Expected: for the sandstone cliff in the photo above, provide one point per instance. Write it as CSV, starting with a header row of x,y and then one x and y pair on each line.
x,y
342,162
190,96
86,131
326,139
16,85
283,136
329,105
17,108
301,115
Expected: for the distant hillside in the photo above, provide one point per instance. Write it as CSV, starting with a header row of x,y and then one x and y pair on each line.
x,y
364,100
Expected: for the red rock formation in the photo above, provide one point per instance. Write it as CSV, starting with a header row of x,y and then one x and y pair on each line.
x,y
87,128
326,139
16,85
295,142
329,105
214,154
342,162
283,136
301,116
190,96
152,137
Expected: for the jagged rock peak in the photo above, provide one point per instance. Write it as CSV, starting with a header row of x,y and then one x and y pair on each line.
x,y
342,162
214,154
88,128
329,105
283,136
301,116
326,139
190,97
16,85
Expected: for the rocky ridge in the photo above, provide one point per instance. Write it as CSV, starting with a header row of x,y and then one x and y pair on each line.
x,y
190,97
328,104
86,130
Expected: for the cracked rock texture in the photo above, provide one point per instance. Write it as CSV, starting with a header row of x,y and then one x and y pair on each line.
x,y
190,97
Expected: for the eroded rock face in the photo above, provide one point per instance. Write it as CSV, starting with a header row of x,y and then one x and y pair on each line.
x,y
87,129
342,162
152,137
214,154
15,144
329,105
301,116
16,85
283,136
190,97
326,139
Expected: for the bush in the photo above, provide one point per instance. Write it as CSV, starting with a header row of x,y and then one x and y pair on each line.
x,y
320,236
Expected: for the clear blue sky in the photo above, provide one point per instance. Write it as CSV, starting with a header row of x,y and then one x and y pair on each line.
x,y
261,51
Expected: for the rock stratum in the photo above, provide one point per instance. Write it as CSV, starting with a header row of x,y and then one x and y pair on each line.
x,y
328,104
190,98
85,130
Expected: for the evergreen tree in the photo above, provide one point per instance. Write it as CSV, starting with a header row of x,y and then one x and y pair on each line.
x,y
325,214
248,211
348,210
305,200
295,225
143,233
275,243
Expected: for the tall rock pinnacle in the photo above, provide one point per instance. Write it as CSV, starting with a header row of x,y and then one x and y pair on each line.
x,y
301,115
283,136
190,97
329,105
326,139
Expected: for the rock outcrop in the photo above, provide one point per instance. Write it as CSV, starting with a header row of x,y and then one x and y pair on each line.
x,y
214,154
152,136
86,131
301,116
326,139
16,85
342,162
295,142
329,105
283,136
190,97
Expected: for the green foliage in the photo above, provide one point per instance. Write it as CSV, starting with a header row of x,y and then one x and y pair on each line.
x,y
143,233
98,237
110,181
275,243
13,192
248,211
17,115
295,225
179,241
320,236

• • • • • • •

== Work to do ==
Reproduce every row above word for word, with no changes.

== Worked answer ==
Expected: for the sandstone cliff in the photo above, provide one point per instance. Write it as CSV, starting with a header row of x,y and then one x and y pair on each line.
x,y
342,162
190,96
86,131
326,139
16,85
283,136
329,105
17,108
301,115
Expected: for the distant hillside in the photo above, provide one point per instance. Write it as CSV, starting with a header row of x,y and then one x and y pair on each line.
x,y
364,100
Expected: for the red rock formation in the photo above, provide one point per instance. Write it as CSV, starting with a header row of x,y and then one x and y pair on each line.
x,y
87,128
326,139
16,85
295,142
329,105
214,154
342,162
283,136
301,116
190,96
152,137
Expected: for the jagged rock peak in the photo above, provide one point per instance. Write it as CSV, starting with a header row of x,y and then one x and y pair on each line.
x,y
342,162
214,154
88,128
329,105
283,136
301,116
326,139
190,97
16,85
Expected: for the rocky ridge in the photo above, provide one point per instance. Write it as CSV, starting with a header row of x,y and then one x and y pair on each line.
x,y
190,97
328,104
86,130
Expected: for the cracked rock texture in the photo above, provide one point per instance. Write it as CSV, starting with a header row of x,y and then one x and y pair on each line.
x,y
190,97
Expected: for the eroded rock face in the photo above, provide one point per instance. Write it as CSV, starting with a header row of x,y and then one x and y pair on each line.
x,y
87,129
342,162
152,137
214,154
15,144
329,105
301,116
16,85
283,136
190,97
326,139
Expected: for the bush in the photo above, provide one point per instance. Write it as CSV, starting with a header row of x,y and then one x and y pair on each line.
x,y
320,236
Expected: for the clear blue sky in the photo above, provide one point per instance. Write it as CSV, starting with a header row of x,y and then one x and y pair on each line.
x,y
261,51
Expected: for the rock stratum in the photo above, provide one point per instance. Write it as CSV, starting with a header row of x,y and then one x and y pair on each line.
x,y
328,104
190,98
85,130
Expected: for the evergreen tree in the photo above, provide one point per instance. Write it as CSV, starting with a header row of x,y and then one x and y pair on each line.
x,y
325,214
248,211
348,210
305,200
295,225
143,233
275,243
Expected: for the tall rock pinnacle in the photo above, provide one point per instance. Write it as CSV, starting with a header row of x,y and then one x and y pair on each line.
x,y
301,115
283,136
190,97
329,105
326,139
Expected: for the rock outcrop in the photo above, provide one point per instance. Write it as CSV, starting with a header row of x,y and then one x and y pair on each line.
x,y
214,154
152,136
86,131
301,116
326,139
16,85
342,162
295,142
329,105
283,136
190,97
Expected: for the green foliage in the photo above, provide one point per instance. Write it as CSV, starting with a header row of x,y and then one x and y pair on each line.
x,y
143,233
98,237
110,181
275,243
13,192
248,211
17,115
295,225
179,241
320,236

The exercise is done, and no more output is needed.